-------- FRAGMENTO DEL DOCUMENTO --------
Son también películas menos narrativas…
Consejo a los cabreros y Yo tengo perspectiva (de la vida) son muy parecidos a El muerto y ser feliz. Creo que ha habido un desencadenamiento de la cámara por culpa de Jonás Trueba, que me regaló una cámara mini-HD, que es como un móvil pero peor, y yo recorrí toda Argentina con esa camarita. Entonces me enamoré de esos movimientos tentaculares que me acompañaban y la cámara se ha desencadenado. Supone montar de manera distinta, construir el punto de vista de otra manera… yo ahora estoy muy suelto porque al principio, como no sabía nada, empecé con la cámara fija. Luego me di cuenta de que sí sabía filmar y ahora empiezo a descocarme.
¿Y Pequeña historia (apócrifa)…?
-------- REGISTROS MOSTRADOS --------
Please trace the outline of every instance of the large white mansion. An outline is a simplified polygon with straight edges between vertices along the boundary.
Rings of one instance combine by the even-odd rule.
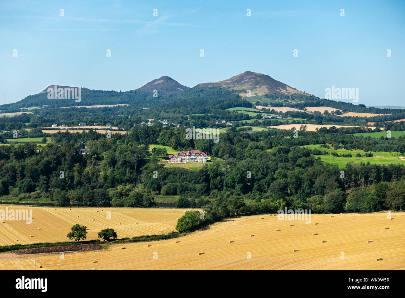
[[[206,163],[207,154],[199,150],[180,151],[167,155],[168,163]]]

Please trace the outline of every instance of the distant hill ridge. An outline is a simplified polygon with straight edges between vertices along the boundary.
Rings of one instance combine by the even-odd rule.
[[[253,71],[245,71],[230,79],[215,83],[202,83],[198,87],[221,86],[235,90],[250,90],[252,95],[264,95],[276,93],[281,94],[307,94],[286,84],[277,81],[269,75]]]

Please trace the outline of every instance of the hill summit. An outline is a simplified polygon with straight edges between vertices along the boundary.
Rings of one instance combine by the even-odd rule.
[[[157,90],[159,92],[165,94],[178,93],[188,90],[190,88],[181,85],[170,77],[164,76],[147,83],[140,88],[135,89],[139,92],[150,92]]]
[[[275,92],[280,94],[303,94],[304,92],[277,81],[269,75],[253,71],[245,71],[230,79],[215,83],[203,83],[198,87],[221,86],[235,90],[250,90],[252,95],[263,95]]]

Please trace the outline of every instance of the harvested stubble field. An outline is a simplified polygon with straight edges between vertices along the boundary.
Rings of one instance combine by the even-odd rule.
[[[15,112],[15,113],[3,113],[0,114],[0,117],[13,117],[17,115],[21,115],[23,113],[26,114],[33,114],[32,112]]]
[[[34,219],[30,224],[21,221],[0,221],[0,245],[68,241],[66,235],[70,232],[72,226],[76,223],[85,225],[90,229],[87,234],[88,240],[97,239],[98,232],[109,227],[117,232],[119,238],[166,234],[175,230],[177,219],[182,216],[187,210],[32,206],[28,208],[28,206],[11,205],[0,206],[0,210],[5,210],[6,206],[9,210],[32,209]],[[108,211],[111,212],[111,219],[107,218]],[[17,242],[17,240],[19,241]]]
[[[115,126],[101,126],[101,125],[92,126],[91,125],[88,125],[87,126],[66,126],[64,127],[58,127],[57,128],[60,128],[62,129],[118,129],[118,128]],[[55,129],[57,128],[52,127],[51,126],[50,127],[41,127],[42,129]]]
[[[269,214],[244,217],[176,239],[65,253],[63,260],[56,255],[22,259],[104,270],[405,269],[405,213],[392,213],[393,220],[385,213],[334,215],[312,214],[309,224]],[[15,261],[0,260],[0,269],[15,269]],[[41,269],[57,268],[45,264]]]
[[[125,135],[126,133],[128,133],[128,131],[113,131],[111,129],[108,130],[106,129],[105,130],[102,129],[93,129],[94,131],[96,131],[98,133],[106,133],[107,130],[109,130],[111,132],[111,134],[113,135],[114,133],[120,133],[122,135]],[[90,131],[90,129],[66,129],[64,128],[63,129],[60,129],[59,128],[55,129],[42,129],[41,131],[44,133],[56,133],[58,131],[60,131],[61,133],[66,133],[68,131],[69,131],[69,133],[82,133],[83,131],[85,132],[87,132]]]
[[[305,108],[307,111],[311,112],[314,112],[317,111],[323,114],[325,110],[330,113],[332,111],[342,111],[342,110],[339,109],[336,109],[330,107],[307,107]],[[375,114],[372,113],[358,113],[357,112],[347,112],[345,114],[339,115],[342,117],[346,117],[351,116],[352,117],[374,117],[374,116],[381,116],[383,115],[390,115],[390,114]]]
[[[269,110],[269,111],[272,109],[274,109],[276,112],[282,112],[283,113],[285,113],[288,111],[296,111],[298,112],[305,112],[305,113],[309,113],[309,112],[307,111],[304,111],[304,110],[300,110],[298,109],[296,109],[295,107],[264,107],[263,105],[256,105],[256,108],[258,109],[261,109],[262,108],[264,108],[265,109],[267,109]],[[324,110],[324,111],[325,110]]]
[[[353,126],[352,125],[325,125],[324,124],[284,124],[282,125],[277,125],[276,126],[268,126],[268,128],[277,128],[279,129],[291,129],[293,127],[295,127],[295,129],[299,131],[300,127],[302,125],[307,125],[307,130],[308,131],[316,131],[316,129],[318,128],[318,129],[321,127],[326,127],[327,129],[330,128],[333,126],[334,126],[336,128],[340,128],[341,127],[358,127],[358,126]],[[374,129],[375,128],[373,126],[365,126],[367,128],[371,128],[372,129]],[[380,130],[382,130],[382,128],[380,128]]]

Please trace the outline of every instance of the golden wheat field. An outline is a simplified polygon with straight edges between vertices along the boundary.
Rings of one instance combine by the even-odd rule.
--------
— SOLICITUD A —
Según el fragmento, ¿quién regaló la cámara mini-HD?
— SOLICITUD B —
Por favor, indica cuántas líneas de los registros contienen la cadena "hill", distinguiendo mayúsculas de minúsculas. Responde solo con el número.
El fragmento y los registros no guardan relación entre sí.

— RESPUESTA COMPLETA A —
Jonás Trueba.

— RESPUESTA COMPLETA B —
2